▶ _The request_
Render every line of the data below as a numbered list, skipping blank lines and leaving the pictures out of your answer.

____________

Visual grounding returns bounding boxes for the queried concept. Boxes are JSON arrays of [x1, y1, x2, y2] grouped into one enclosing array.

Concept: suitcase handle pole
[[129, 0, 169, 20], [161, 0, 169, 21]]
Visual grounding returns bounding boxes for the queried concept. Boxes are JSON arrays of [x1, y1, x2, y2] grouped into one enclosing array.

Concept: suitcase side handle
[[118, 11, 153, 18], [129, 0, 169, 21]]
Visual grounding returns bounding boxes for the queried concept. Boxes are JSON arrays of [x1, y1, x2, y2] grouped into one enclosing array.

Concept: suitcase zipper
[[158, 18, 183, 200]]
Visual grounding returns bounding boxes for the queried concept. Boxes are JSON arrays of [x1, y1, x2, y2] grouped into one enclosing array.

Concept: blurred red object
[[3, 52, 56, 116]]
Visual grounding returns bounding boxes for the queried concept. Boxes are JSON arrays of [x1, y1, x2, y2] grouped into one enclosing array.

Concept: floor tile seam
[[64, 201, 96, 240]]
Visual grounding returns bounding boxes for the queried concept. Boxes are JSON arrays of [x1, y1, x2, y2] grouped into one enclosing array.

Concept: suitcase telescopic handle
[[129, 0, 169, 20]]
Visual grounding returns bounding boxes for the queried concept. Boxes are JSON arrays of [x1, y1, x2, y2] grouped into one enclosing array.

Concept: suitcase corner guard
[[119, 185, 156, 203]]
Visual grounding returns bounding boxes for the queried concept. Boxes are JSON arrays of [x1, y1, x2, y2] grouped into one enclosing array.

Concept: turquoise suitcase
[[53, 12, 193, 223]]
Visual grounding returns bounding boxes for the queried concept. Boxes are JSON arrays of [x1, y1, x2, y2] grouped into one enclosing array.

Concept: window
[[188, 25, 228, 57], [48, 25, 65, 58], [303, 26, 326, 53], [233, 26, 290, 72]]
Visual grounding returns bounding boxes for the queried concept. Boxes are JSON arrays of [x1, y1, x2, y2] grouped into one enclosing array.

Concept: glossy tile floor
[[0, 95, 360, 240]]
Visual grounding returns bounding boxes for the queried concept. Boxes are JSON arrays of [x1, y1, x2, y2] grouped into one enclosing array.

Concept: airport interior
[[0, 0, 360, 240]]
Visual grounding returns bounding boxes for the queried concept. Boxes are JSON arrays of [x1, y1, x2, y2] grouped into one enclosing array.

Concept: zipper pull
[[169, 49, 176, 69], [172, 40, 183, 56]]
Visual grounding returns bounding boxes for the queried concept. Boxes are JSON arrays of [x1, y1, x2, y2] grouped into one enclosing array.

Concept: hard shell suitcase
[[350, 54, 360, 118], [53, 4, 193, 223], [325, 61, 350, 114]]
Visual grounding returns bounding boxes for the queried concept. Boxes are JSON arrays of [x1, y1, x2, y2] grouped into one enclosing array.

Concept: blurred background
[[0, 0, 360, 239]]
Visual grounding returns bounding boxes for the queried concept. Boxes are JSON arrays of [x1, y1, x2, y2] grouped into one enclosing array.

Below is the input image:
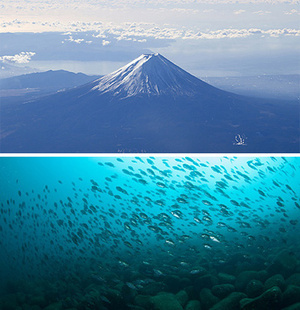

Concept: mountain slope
[[0, 54, 299, 153], [86, 54, 218, 99]]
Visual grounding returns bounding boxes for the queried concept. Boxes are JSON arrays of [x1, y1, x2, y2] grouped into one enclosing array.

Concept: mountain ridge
[[83, 53, 219, 99], [0, 55, 299, 153]]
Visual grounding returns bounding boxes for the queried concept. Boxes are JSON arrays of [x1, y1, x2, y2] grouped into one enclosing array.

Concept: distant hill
[[0, 70, 99, 91], [202, 74, 300, 100], [0, 70, 99, 104]]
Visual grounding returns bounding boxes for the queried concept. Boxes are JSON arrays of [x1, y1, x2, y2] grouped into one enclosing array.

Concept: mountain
[[202, 74, 300, 100], [0, 60, 39, 79], [86, 53, 218, 99], [0, 54, 299, 153]]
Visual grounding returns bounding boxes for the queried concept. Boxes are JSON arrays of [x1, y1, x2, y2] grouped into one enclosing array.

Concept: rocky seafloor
[[0, 248, 300, 310]]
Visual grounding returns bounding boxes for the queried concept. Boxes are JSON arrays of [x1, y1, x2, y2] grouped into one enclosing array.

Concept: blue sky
[[0, 0, 300, 77]]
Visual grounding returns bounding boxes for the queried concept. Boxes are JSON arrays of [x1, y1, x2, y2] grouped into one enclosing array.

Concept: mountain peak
[[91, 53, 211, 99]]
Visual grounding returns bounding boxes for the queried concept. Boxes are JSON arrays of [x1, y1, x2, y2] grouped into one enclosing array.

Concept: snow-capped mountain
[[86, 53, 213, 99], [0, 54, 299, 153]]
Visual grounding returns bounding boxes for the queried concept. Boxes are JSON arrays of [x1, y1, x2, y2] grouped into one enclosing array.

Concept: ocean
[[0, 155, 300, 310]]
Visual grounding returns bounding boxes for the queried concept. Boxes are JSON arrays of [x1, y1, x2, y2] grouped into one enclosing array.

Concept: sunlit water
[[0, 157, 300, 306]]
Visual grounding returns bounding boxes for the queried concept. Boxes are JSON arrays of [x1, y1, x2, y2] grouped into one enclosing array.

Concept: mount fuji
[[0, 53, 299, 153]]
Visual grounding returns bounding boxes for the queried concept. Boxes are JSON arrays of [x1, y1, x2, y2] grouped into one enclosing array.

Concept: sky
[[0, 0, 300, 77]]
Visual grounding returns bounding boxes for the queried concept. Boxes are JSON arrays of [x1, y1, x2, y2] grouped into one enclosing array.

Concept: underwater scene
[[0, 156, 300, 310]]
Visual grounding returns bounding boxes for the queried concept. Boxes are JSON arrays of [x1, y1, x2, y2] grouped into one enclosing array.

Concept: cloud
[[233, 10, 246, 15], [0, 52, 35, 64], [64, 32, 92, 44], [284, 9, 300, 15], [102, 40, 110, 46]]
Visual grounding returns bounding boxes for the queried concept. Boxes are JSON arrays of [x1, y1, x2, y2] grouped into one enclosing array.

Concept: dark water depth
[[0, 156, 300, 310]]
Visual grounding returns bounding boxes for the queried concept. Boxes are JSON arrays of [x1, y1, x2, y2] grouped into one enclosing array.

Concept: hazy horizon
[[0, 0, 300, 77]]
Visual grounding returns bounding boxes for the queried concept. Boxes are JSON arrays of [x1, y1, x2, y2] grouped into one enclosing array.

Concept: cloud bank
[[0, 52, 35, 64]]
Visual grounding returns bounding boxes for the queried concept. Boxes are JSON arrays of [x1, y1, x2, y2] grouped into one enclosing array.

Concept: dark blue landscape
[[0, 54, 299, 153]]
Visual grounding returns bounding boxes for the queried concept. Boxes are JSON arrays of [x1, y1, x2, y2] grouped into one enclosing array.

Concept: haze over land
[[0, 0, 300, 77]]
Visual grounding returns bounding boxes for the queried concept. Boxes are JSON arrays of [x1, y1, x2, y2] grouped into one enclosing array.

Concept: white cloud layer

____________

▶ _Exercise output_
1. Visual grounding returns bounding boxes for the queried concept. Boxes are JSON arrays of [x1, y1, x2, y2] grouped into one enclosing array.
2. Concept: suitcase handle pole
3. [[129, 0, 169, 20], [161, 0, 169, 21]]
4. Visual grounding returns bounding boxes for the queried concept. Boxes are JSON arrays of [x1, y1, x2, y2] grouped into one enclosing array.
5. Concept: suitcase side handle
6. [[118, 11, 153, 18], [129, 0, 169, 21]]
7. Visual grounding returns bounding boxes for the queried concept. Boxes are JSON arrays of [x1, y1, x2, y2] grouped into one enclosing array.
8. Concept: suitcase zipper
9. [[158, 18, 183, 200]]
10. Visual grounding returns bounding boxes for the queried concept. Boxes are JSON arrays of [x1, y1, x2, y2] grouped into one enclosing array.
11. Concept: blurred red object
12. [[3, 52, 56, 116]]
13. Visual grounding returns bounding boxes for the queried concept. Boxes are JSON arrays of [x1, y1, x2, y2] grouped into one enclosing array.
14. Concept: floor tile seam
15. [[64, 201, 96, 240]]
16. Visual grounding returns bounding boxes for the queried concept. Boxes are JSON arrays of [x1, y1, x2, y2] grouped into one enclosing array.
17. Concept: suitcase telescopic handle
18. [[129, 0, 169, 20]]
19. Visual grounding returns bounding boxes for the queried concept. Boxes are JSON arrays of [x1, y1, x2, y2] grouped into one enclosing array.
20. Concept: suitcase corner guard
21. [[119, 185, 156, 203]]
22. Visual grounding returns bounding boxes for the queried concept. Boxes are JSON arrays of [x1, y1, x2, y2] grouped into one enclosing array.
23. Concept: turquoise suitcase
24. [[53, 12, 193, 223]]
25. Visual grounding returns bounding boxes for the queried concept. Boxes are JSON arrays of [x1, y1, x2, y2] grouped into one enclosing array.
26. Concept: window
27. [[188, 25, 228, 57], [48, 25, 65, 58], [303, 26, 326, 53], [233, 26, 290, 72]]
28. Visual grounding returns bounding boxes for the queried concept. Boxes are JSON arrays of [x1, y1, x2, y2] grouped into one enclosing array.
29. Concept: glossy tile floor
30. [[0, 95, 360, 240]]
31. Visual grounding returns bounding boxes for the queried concept. Boxes are JSON arrays of [x1, y1, x2, y2] grouped into one enclosing array.
32. Concept: airport interior
33. [[0, 0, 360, 240]]
34. Visual grounding returns bounding boxes for the queried concept. Boxes are JSON arrays of [x1, y1, x2, y2] grouped into one enclosing array.
35. Concept: zipper pull
36. [[169, 49, 176, 69], [172, 40, 183, 56]]
37. Visual grounding returns bounding boxes for the queried concept. Boxes are JSON arrays of [x1, y1, x2, y2] grouped into one enclosing array.
38. Concept: hard shell suitcase
39. [[350, 54, 360, 118], [53, 4, 193, 223], [325, 61, 350, 114]]
40. Visual grounding returns bounding boxes for the queried concept. Boxes are JSON arrays of [x1, y1, x2, y2] grouped into one enclosing array.
41. Concept: blurred background
42. [[0, 0, 360, 239]]
43. Visual grounding returns bounding boxes for the queried concept. Boxes are JSON arrays of [x1, y1, x2, y2] grouped into one enclosing array.
44. Below is the input image:
45. Concept: mountain slope
46. [[0, 54, 299, 153], [86, 54, 218, 99]]
47. Visual grounding returns bounding boxes for the queried concept. Boxes are JSON arrays of [x1, y1, x2, y2] grouped into one enclosing array.
48. Concept: mountain ridge
49. [[83, 53, 219, 99], [0, 55, 299, 153]]
50. Visual grounding returns bounding boxes for the queried concept. Boxes are JSON arrays of [x1, y1, x2, y2] grouped into one enclosing array.
51. Concept: distant hill
52. [[0, 70, 99, 91], [202, 74, 300, 100], [0, 70, 99, 104]]
53. Visual grounding returns bounding boxes for the queried concept. Boxes are JSON arrays of [x1, y1, x2, y2] grouped into one enclosing array.
54. Concept: mountain
55. [[202, 74, 300, 100], [0, 60, 39, 79], [86, 53, 218, 99], [0, 54, 299, 153]]
56. Visual grounding returns bounding boxes for the queried concept. Boxes are JSON arrays of [x1, y1, x2, y2] grouped into one enclosing array.
57. Concept: rocky seafloor
58. [[0, 248, 300, 310]]
59. Visual grounding returns bounding boxes for the queried concept. Boxes are JSON arrays of [x1, y1, x2, y2] grouped into one enclosing array.
60. Concept: blue sky
61. [[0, 0, 300, 77]]
62. Visual grounding returns bounding boxes for the queried concept. Boxes are JSON arrays of [x1, y1, x2, y2] grouped into one enclosing array.
63. Concept: mountain peak
64. [[91, 53, 211, 99]]
65. Visual grounding returns bounding boxes for the queried concept. Boxes are JSON arrays of [x1, y1, x2, y2] grouped into one enclosing array.
66. Concept: snow-capped mountain
67. [[86, 53, 213, 99], [0, 54, 299, 153]]
68. Visual grounding returns bounding boxes for the queried concept. Boxes are JSON arrays of [x1, y1, x2, y2] grouped into one enclosing array.
69. Concept: ocean
70. [[0, 155, 300, 310]]
71. Visual grounding returns bounding boxes for the queried concept. Boxes are JSON arrays of [x1, y1, x2, y2] grouped into one enclosing array.
72. Concept: sunlit water
73. [[0, 157, 300, 306]]
74. Visual grounding returns bounding boxes for the queried concept. Boxes are JSON arrays of [x1, y1, x2, y2] grouped into one enclosing array.
75. Concept: mount fuji
76. [[0, 53, 299, 153]]
77. Visual grounding returns bounding boxes for the queried concept. Boxes are JSON arrays of [x1, y1, x2, y2] grouped into one enclosing array.
78. Concept: sky
79. [[0, 0, 300, 77]]
80. Visual grounding returns bounding boxes for the queried concept. Boxes are JSON arrays of [x1, y1, x2, y2] grouped into one enclosing array.
81. Concept: underwater scene
82. [[0, 156, 300, 310]]
83. Visual grounding returns bounding boxes for the queried concept. Boxes are JSON arrays of [x1, y1, x2, y2] grouped into one enclosing array.
84. Concept: cloud
85. [[233, 10, 246, 15], [0, 52, 35, 64], [64, 32, 92, 44], [284, 9, 300, 15], [102, 40, 110, 46]]
86. Visual grounding returns bounding boxes for the queried concept. Boxes are JSON arrays of [x1, y1, x2, y2] grouped into one enclosing array.
87. Concept: dark water depth
88. [[0, 156, 300, 310]]
89. Visual grounding returns bounding boxes for the queried concept. Boxes are JSON arrays of [x1, y1, x2, y2] grouped into one enclosing array.
90. Concept: hazy horizon
91. [[0, 0, 300, 77]]
92. Visual grounding returns bounding boxes for the queried concept. Boxes are JSON arrays of [x1, y1, x2, y2] grouped into one enclosing array.
93. Concept: cloud bank
94. [[0, 52, 35, 64]]
95. Visual grounding returns bounding boxes for the queried concept. Boxes are JSON arrays of [x1, y1, x2, y2] grouped into one enclosing array.
96. Concept: dark blue landscape
97. [[0, 54, 299, 153]]
98. Visual grounding returns bounding boxes for the queried concept. Boxes are JSON arrays of [x1, y1, x2, y2] grouped into one enclosing array.
99. Concept: haze over land
100. [[0, 0, 300, 77]]
101. Visual grounding returns bounding boxes for the queried concept. Boxes are JSON arrays of [x1, y1, x2, y2] grouped into one enclosing array.
102. Concept: white cloud layer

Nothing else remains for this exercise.